I turned 44 some days back but for you I turned 4 this year!
And there’s a very Rheya- kind of reason for it – it just so happened that you decided to pick a pair of number 4 candles for me. We got to the restaurant and before I could cut the cake, you were showing off the candles to your friends when one of the 4s dropped in the gap between the sofas – never to be retrieved. So, I cut a cake that was declaring me to be four again. Since then, whenever there is mention of my age, that’s what you end up talking about. “Remember, you are four years old now?”
We had a nice and busy summer this year. We went camping with all your classmates and their families. It ended up being a pleasant experience. We had to leave the same day as your summer concert so while you were busy in school preparing for this concert for months, your mom and I were busy doing a lot of shopping and preparations for the camping trip for an even longer time. Researching, buying testing out all kinds of camping kit that I never thought I would be into in this lifetime.
Camping turned out to be real good fun and I think it ranks amongst the most favourite of your holiday experiences so far. Your friends and you played day in and day out, running into each other’s tents, sharing meals and playing all sorts of games. In the evenings, we sat around a bon fire and while the parents chatted, all of you children had roasted marshmallows, ran around with flashlights on your foreheads and were just living up with merriment in the air.
One of your everlasting fun memories is of all of the girls taking turns to ‘try out’ our little portable toilet behind our car. 3 months later, you still remember the exact details of who started it all and how many times each of the girls ‘went’ on it. It was a big laughing point then and you still find it very funny, with some measure of pride in that it was our kit that was the star attraction.
That weekend was Tilly’s birthday and they had arranged for an entertainer to come along the second day of our stay. I missed out some part of the fun as I had to work for a bit but everyone enjoyed it a lot, making some more great memories.
The same day, all of us walked over to Corfe castle. Seemed like just a leisurely walk at that time but that’s the kind of stuff that usually makes fond memories. We sat in a pub and after our lunch all you girls sat doing some art work at a separate table. Slowly like a flock of sparrows, all of you started singing, just an impromptu repeat performance of your concert songs from a couple of days back. All of you, just doing your colouring, drawing and singing in unison. It was a scene that defines the phrase ‘just having fun’ in fictional books and innumerable movies but yet that day I witnessed it for the very first time ‘for real’ (one of your favourite phrases). There were some bikers and other families around who were just as mesmer-mused (a combination of mesmerised and amused - I just made it up and posted on urban dictionary ) as all of us parents.
Not only was it a first camping experience for us, it was by far the longest time your mom and I got to spend in the company of non-Indian families. There was a lot of bonhomie and good times were had. If anyone, I would have been the one who felt most awkward in myself in not being able to open up to the group as a whole. But I think I still did well by my personal standards in that I had good discussions with most of the parents individually or as a family.
Dear daughter,
You have been 6 for a few months now and gradually its sinking in – you are growing up. As in really coming to be a person who is fully observant, impressionable, capable of forming and holding an opinion based on whatever you are told and made to believe. There have been times when you mention having heard a version of something that is clearly not correct but often too complicated for a 6 year old. Like you came back one day when someone had told you that “your parents can never understand you“
And I wondered, what would be the better option- to just tell you that it’s not true and to leave it for further growing up to sort it out in good time or to try and explain the whole point then and there?

***

__The exercise__.
Tell whether each statement agrees with the letter, answering yes or no and quoting the words of the letter that decide it. (a) One of the two number 4 candles was lost between the sofas. (b) The camping trip was a first for the family. (c) The writer was present for all of the entertainer's visit.

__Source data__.
***

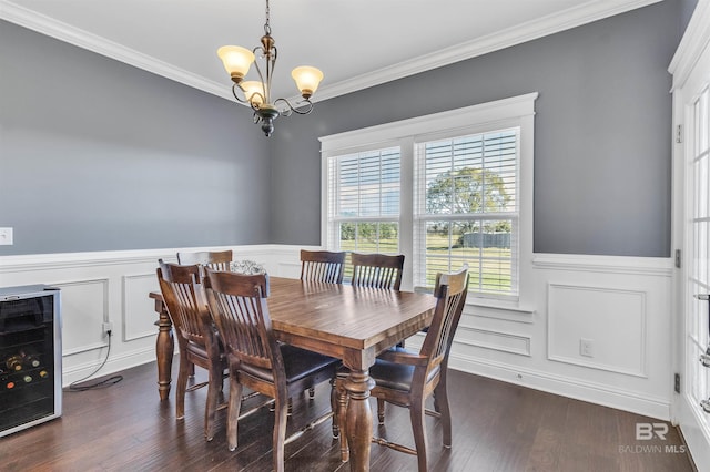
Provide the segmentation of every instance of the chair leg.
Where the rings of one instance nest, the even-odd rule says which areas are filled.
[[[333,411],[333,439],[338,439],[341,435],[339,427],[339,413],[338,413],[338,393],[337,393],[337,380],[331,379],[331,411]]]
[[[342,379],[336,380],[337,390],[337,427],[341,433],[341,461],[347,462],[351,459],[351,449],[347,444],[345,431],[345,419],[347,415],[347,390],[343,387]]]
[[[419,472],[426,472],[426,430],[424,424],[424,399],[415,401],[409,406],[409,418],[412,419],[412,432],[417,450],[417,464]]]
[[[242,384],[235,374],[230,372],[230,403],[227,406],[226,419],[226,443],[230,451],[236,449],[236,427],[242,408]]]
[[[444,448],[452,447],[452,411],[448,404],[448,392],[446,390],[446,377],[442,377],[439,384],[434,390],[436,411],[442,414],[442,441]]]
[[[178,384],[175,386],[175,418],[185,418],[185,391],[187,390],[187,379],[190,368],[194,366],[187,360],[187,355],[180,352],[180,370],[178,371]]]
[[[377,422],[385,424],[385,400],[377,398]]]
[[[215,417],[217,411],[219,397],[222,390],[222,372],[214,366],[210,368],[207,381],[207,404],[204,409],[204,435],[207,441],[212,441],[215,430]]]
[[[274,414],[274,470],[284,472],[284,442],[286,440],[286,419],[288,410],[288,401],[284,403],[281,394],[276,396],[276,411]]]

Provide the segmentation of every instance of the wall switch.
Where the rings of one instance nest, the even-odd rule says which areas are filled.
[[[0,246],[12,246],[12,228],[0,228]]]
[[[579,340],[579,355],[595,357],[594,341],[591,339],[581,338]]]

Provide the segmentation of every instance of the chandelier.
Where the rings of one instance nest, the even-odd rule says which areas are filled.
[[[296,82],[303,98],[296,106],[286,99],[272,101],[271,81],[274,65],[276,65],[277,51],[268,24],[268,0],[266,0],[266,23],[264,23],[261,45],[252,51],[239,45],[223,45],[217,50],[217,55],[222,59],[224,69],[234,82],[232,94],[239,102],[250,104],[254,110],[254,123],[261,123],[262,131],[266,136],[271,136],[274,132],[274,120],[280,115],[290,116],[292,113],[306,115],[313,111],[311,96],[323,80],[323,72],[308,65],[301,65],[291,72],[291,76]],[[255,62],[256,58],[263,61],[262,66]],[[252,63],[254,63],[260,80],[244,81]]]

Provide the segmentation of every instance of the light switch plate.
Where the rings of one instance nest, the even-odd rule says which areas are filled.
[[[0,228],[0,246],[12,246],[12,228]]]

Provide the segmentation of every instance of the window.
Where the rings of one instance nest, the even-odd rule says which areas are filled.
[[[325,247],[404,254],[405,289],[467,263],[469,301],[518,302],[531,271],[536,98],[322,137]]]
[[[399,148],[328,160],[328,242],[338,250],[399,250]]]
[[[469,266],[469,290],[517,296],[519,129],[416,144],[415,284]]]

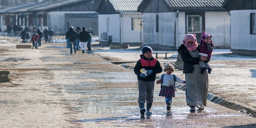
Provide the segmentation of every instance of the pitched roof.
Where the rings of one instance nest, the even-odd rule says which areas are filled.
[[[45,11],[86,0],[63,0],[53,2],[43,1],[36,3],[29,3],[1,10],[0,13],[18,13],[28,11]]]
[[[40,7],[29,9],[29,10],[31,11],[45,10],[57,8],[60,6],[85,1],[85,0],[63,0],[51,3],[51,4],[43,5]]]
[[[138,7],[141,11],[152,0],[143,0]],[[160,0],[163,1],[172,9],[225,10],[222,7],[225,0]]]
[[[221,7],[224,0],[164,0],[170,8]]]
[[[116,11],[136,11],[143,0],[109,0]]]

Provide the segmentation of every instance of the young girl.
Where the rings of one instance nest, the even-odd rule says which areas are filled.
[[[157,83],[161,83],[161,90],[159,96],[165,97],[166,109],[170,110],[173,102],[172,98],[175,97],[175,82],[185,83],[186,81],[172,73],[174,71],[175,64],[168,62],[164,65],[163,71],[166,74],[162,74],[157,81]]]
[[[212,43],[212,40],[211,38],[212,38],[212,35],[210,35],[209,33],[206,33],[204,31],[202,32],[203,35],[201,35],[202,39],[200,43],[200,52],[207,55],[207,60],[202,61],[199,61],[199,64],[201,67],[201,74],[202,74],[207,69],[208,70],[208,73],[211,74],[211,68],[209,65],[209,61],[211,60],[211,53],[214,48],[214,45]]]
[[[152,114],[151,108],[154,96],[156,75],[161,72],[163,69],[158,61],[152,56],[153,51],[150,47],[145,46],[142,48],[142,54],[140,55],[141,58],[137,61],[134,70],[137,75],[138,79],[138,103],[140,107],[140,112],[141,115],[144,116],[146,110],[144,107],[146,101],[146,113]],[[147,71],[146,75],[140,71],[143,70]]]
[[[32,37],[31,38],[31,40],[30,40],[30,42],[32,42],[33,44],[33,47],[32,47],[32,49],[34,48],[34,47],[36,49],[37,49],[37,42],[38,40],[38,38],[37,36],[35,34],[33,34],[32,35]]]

***

__Output for this exercise__.
(a) Yes: "one of the 4s dropped in the gap between the sofas – never to be retrieved."
(b) Yes: "Not only was it a first camping experience for us"
(c) No: "I missed out some part of the fun as I had to work for a bit"